Extract —
+---+

Personalized Brain “Pacemakers” Could Help Patients with Hard-To-Treat Epilepsy
Posted on 28 Oct 2025
Epilepsy affects more than 50 million people worldwide, and nearly one-third of them do not respond to available medications. For many patients, seizures originate in brain areas responsible for essential functions like movement, speech, or vision, making surgical removal impossible. Current brain stimulation devices have offered only limited relief. Now, a personalized deep brain stimulation (DBS) therapy that adapts to each patient’s unique brain wiring is offering new hope for those with treatment-resistant epilepsy.
The research by a multidisciplinary team comprising physicians, neuroscientists, and bioengineers from the University of Pittsburgh (Pittsburgh, PA, USA) and UPMC (Pittsburgh, PA, USA) marks a major advance in developing individualized neurostimulation therapies for epilepsy patients who are not candidates for medication or surgery.
Unlike existing FDA-approved DBS systems that stimulate only one portion of the thalamus — the anterior nucleus — this new technique identifies and targets the exact area of the thalamus most strongly connected to the seizure-generating zones in the patient’s cerebral cortex. Researchers achieved this precision by combining advanced imaging with intracranial recordings to map the brain’s communication pathways in unprecedented detail.

+---+

Referring expression data:

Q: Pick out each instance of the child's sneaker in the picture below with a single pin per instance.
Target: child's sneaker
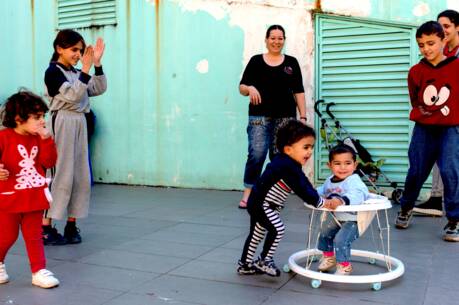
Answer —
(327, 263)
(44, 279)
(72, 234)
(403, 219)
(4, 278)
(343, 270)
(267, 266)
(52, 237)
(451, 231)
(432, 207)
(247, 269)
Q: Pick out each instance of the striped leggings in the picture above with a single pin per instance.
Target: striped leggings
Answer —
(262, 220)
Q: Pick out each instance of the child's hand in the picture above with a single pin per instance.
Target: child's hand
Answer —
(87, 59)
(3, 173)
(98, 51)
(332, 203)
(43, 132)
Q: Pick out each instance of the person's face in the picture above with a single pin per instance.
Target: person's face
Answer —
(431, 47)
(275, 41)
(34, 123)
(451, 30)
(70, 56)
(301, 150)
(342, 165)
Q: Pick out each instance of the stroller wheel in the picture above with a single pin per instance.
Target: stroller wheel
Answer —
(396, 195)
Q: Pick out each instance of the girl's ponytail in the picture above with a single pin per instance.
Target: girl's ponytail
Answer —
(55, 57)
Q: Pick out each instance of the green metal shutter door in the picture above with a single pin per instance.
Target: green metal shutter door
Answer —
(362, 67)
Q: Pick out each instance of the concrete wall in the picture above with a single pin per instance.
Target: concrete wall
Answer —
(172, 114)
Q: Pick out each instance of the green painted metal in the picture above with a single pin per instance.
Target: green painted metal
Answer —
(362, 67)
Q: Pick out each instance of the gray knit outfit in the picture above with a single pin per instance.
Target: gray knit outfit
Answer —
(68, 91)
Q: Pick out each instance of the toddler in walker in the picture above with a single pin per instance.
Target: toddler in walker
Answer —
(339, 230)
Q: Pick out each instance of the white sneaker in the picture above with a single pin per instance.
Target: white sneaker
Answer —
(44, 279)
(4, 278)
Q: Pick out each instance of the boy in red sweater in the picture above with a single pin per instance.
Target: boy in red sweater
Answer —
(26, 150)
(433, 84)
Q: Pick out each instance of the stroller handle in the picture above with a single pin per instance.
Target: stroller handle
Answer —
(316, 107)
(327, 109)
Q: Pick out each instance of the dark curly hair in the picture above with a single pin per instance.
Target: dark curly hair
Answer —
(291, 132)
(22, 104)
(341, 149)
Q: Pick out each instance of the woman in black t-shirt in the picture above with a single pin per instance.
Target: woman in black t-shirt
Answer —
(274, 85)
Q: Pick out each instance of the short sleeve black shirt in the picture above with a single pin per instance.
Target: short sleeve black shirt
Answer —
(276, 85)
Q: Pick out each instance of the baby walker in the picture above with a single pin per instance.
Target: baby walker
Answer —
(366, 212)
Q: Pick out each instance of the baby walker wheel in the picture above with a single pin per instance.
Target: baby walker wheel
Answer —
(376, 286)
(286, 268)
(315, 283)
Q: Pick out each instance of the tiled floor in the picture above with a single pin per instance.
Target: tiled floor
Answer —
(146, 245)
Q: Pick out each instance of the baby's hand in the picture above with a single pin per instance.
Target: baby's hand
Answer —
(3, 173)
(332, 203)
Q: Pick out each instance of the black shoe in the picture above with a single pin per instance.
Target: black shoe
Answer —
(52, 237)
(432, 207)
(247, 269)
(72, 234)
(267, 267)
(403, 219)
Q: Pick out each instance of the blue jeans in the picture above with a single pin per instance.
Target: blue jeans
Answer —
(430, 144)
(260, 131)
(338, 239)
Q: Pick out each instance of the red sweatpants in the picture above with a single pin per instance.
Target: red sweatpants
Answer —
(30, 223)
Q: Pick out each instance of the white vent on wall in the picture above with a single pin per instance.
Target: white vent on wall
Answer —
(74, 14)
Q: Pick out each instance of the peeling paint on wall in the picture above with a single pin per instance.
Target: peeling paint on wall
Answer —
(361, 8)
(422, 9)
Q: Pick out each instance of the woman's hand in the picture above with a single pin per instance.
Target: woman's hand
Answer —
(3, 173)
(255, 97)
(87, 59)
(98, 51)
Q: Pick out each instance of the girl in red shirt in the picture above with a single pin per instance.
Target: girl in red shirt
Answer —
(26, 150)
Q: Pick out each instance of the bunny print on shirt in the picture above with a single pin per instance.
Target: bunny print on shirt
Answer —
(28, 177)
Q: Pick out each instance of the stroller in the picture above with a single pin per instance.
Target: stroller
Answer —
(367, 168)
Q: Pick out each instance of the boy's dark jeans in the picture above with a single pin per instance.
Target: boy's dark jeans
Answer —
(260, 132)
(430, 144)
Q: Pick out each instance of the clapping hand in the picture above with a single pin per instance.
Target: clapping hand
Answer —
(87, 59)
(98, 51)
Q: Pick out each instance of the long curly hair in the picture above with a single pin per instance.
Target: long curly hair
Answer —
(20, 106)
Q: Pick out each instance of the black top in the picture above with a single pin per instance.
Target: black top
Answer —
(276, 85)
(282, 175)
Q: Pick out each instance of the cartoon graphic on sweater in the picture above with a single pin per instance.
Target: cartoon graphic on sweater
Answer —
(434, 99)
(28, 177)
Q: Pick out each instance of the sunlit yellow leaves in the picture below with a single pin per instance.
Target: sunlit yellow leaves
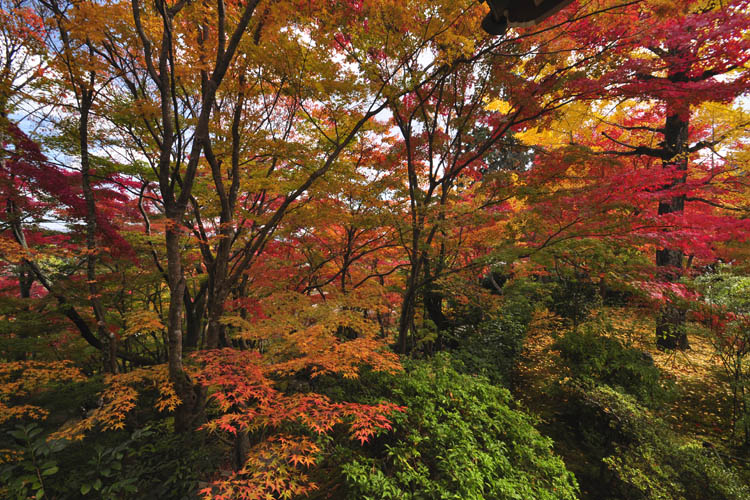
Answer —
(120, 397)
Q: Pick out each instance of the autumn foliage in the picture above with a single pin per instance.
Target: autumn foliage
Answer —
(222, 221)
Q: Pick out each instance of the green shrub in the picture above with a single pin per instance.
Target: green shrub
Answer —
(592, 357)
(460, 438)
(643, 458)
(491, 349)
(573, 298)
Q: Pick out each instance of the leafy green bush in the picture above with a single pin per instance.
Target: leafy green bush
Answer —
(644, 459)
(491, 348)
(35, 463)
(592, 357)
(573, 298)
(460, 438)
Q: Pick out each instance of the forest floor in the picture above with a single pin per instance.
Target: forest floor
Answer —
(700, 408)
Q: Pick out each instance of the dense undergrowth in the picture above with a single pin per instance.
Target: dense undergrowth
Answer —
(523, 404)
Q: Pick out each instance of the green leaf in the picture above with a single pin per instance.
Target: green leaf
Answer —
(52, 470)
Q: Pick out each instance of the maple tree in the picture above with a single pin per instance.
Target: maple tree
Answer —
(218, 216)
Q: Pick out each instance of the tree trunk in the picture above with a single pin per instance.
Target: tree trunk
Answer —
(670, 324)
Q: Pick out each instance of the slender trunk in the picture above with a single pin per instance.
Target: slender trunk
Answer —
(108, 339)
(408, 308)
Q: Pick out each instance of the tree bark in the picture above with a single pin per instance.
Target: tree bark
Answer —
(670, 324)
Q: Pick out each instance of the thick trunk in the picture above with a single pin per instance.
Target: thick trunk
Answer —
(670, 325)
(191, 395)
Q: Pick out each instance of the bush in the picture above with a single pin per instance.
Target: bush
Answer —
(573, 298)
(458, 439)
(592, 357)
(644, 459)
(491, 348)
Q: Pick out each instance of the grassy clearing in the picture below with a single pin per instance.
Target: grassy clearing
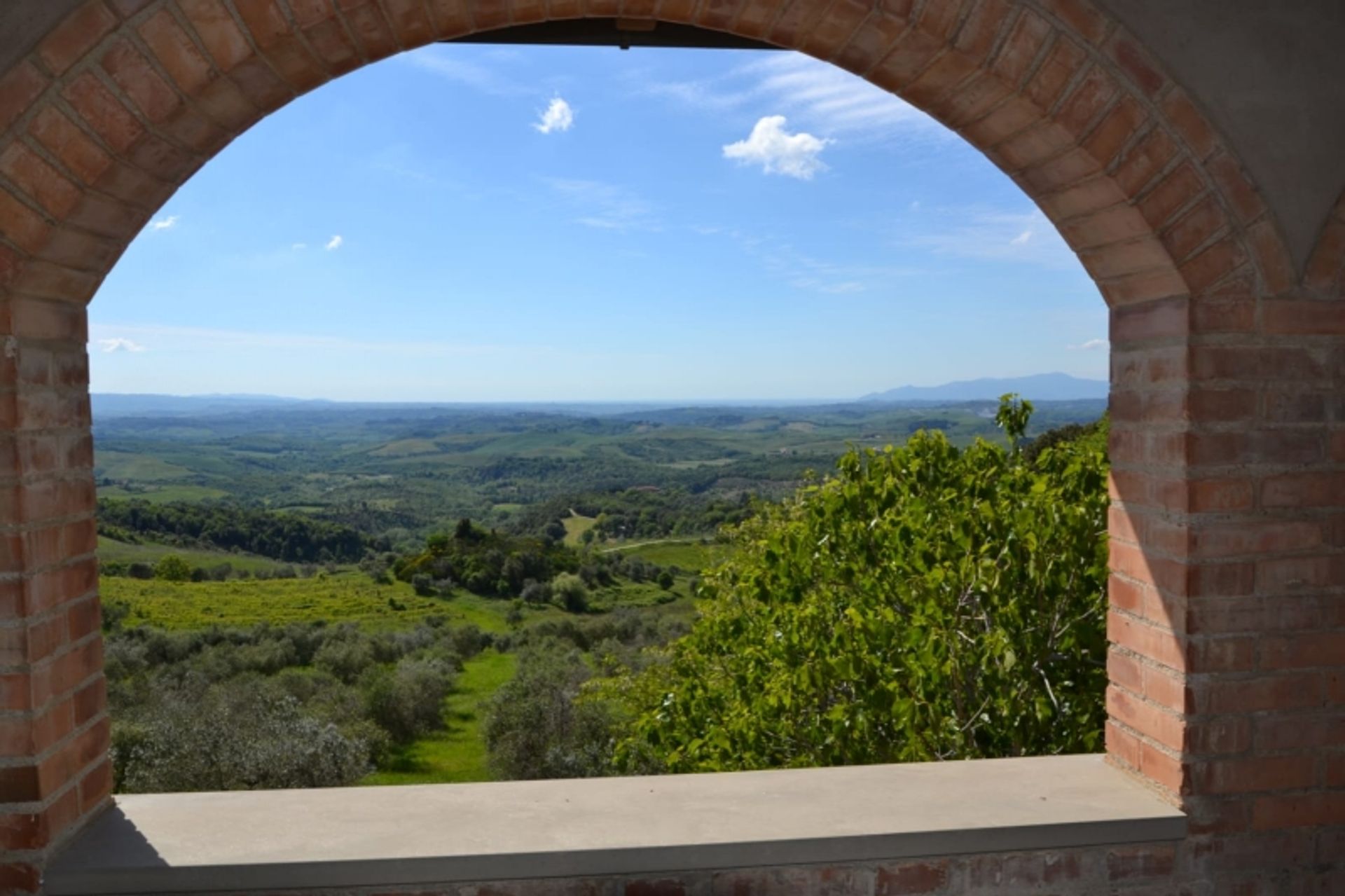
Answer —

+---+

In the epilepsy article, which portion of the thalamus do existing FDA-approved DBS systems stimulate?

Output below —
The anterior nucleus.